(Stored items)
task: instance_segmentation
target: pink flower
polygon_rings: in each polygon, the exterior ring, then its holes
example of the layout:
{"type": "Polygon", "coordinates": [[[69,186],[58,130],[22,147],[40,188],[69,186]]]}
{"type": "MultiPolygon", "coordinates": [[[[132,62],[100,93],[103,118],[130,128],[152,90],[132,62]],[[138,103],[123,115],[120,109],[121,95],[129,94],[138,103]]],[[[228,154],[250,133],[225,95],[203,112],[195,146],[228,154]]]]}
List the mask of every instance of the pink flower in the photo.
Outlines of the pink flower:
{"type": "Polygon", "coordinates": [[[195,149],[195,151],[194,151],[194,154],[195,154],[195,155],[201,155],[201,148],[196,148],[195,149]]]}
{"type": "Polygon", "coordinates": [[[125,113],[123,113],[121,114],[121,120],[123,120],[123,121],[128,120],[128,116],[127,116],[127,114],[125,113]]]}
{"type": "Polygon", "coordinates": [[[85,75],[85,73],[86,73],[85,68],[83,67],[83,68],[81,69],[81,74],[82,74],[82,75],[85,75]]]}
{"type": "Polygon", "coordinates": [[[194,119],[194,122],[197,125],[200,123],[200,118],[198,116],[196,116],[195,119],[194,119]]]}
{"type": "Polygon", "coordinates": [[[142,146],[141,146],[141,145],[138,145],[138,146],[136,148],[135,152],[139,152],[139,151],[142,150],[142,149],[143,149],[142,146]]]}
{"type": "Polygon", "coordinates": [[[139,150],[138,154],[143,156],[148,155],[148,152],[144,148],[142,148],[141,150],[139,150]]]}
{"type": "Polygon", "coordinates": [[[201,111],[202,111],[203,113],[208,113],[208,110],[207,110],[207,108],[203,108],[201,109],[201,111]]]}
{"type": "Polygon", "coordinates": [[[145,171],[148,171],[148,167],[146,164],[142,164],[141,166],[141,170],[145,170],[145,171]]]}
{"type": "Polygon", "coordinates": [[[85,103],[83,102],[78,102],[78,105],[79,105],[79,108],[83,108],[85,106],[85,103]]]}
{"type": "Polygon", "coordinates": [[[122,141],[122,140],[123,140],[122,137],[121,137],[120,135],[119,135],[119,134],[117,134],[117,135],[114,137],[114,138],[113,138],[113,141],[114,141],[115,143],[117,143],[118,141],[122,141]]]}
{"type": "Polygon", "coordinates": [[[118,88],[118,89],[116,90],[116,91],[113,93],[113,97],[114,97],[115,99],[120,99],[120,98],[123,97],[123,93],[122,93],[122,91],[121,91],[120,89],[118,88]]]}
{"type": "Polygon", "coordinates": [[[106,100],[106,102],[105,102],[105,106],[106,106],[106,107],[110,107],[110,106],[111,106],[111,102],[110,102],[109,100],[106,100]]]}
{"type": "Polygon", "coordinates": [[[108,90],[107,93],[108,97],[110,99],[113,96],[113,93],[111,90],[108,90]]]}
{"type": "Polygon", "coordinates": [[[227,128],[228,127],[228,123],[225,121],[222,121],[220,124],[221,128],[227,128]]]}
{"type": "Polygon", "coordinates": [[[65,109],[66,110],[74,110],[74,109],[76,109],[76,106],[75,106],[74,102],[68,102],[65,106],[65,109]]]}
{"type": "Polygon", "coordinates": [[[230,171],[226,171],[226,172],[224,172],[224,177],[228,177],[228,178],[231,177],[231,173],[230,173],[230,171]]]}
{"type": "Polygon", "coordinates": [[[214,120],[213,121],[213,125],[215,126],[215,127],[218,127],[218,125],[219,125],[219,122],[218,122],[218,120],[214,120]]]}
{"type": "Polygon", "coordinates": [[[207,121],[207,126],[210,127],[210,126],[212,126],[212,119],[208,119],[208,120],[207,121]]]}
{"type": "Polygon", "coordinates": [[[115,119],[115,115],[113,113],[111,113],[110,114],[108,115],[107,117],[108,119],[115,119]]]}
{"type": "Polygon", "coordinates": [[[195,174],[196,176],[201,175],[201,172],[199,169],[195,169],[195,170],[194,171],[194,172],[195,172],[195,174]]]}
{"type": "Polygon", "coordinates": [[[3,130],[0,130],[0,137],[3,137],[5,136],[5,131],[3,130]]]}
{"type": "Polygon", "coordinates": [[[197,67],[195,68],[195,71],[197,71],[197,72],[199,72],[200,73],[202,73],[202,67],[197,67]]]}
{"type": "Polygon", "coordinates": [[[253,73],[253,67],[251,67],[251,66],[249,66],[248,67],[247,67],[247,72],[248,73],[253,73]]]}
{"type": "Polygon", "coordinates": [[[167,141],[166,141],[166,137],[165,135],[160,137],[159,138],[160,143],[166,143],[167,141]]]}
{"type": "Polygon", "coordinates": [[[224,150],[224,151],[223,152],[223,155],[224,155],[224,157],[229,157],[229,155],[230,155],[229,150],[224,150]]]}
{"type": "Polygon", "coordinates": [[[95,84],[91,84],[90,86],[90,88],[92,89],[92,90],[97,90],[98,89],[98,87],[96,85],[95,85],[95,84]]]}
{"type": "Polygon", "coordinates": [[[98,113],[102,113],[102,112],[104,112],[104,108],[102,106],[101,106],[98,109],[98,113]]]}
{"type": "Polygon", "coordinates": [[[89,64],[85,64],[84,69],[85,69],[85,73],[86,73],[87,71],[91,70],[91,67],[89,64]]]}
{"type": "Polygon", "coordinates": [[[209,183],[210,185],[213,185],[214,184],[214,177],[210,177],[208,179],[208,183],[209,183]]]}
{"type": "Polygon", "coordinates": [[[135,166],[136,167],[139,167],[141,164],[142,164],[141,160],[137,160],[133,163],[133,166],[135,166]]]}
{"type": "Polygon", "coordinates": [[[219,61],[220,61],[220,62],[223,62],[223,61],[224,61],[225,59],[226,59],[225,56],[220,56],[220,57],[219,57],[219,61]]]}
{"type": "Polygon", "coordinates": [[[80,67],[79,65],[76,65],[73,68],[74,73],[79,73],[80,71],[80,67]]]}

---

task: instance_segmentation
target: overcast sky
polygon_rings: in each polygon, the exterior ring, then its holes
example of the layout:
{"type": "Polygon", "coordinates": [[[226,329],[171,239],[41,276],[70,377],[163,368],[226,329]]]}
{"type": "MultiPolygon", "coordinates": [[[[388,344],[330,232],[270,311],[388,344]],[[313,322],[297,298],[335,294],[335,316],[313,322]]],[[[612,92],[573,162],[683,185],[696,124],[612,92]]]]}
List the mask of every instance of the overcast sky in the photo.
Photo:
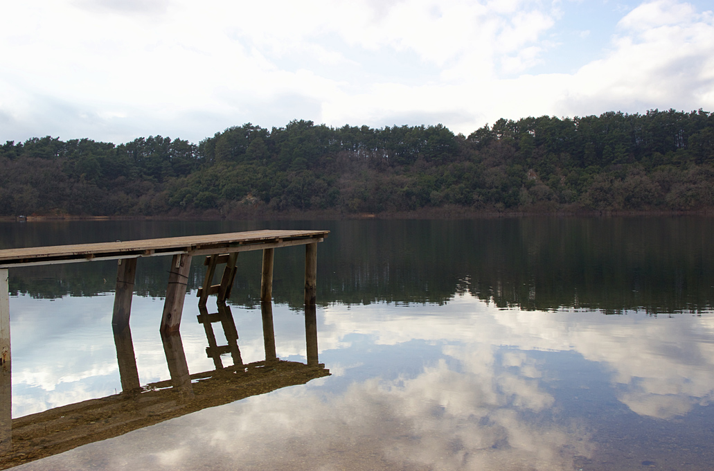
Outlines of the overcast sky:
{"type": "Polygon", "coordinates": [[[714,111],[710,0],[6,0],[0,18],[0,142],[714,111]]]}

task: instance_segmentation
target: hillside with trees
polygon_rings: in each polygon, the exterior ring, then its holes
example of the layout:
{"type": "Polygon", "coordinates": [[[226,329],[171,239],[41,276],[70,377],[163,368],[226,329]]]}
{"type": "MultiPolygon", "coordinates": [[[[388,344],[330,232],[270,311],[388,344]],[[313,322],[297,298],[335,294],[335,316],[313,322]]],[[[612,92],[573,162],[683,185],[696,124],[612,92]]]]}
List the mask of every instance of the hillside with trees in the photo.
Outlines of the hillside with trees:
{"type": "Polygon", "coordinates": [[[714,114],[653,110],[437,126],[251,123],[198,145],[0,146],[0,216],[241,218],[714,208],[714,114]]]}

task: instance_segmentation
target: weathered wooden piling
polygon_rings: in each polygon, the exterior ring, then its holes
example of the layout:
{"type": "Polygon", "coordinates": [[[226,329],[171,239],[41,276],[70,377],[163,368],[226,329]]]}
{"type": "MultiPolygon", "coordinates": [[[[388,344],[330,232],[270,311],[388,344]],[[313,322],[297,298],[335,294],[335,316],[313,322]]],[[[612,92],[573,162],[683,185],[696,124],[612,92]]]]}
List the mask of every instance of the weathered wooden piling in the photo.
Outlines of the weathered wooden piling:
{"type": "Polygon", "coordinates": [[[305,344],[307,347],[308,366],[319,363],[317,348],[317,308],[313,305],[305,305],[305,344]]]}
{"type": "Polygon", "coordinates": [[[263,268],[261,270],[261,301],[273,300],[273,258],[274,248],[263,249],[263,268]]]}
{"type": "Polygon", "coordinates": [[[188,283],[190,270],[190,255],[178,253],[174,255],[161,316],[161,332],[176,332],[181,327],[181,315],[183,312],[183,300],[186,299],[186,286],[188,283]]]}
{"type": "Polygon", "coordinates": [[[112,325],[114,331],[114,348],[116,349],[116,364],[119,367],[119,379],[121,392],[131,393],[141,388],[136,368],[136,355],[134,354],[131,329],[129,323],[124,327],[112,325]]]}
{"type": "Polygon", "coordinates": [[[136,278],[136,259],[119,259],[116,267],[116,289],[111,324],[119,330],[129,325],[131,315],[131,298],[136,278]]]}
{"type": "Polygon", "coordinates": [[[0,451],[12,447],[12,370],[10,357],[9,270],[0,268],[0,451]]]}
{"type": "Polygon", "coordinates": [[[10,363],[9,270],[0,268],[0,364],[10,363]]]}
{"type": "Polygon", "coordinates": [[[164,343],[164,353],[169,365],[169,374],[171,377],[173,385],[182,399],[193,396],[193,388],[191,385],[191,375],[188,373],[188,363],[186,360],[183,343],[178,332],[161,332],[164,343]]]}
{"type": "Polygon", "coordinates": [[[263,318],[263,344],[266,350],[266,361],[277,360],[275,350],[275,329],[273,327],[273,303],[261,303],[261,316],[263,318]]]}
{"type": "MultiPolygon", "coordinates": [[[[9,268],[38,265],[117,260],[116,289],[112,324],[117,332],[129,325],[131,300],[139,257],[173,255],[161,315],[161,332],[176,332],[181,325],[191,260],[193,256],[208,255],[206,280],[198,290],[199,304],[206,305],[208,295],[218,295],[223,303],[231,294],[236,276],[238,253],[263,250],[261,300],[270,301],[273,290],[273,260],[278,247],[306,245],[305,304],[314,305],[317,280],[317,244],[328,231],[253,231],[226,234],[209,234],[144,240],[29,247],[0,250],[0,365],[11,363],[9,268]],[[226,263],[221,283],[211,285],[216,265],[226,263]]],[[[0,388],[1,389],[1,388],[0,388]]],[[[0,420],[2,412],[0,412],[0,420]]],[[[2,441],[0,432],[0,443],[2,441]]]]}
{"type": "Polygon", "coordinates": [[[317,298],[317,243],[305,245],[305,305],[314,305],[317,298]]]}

**The task**
Please return each line of the material that contains the string "wooden".

**Complete output**
target: weathered wooden piling
List the mask of every instance of the weathered wooden piling in the photo.
Outlines of the weathered wooden piling:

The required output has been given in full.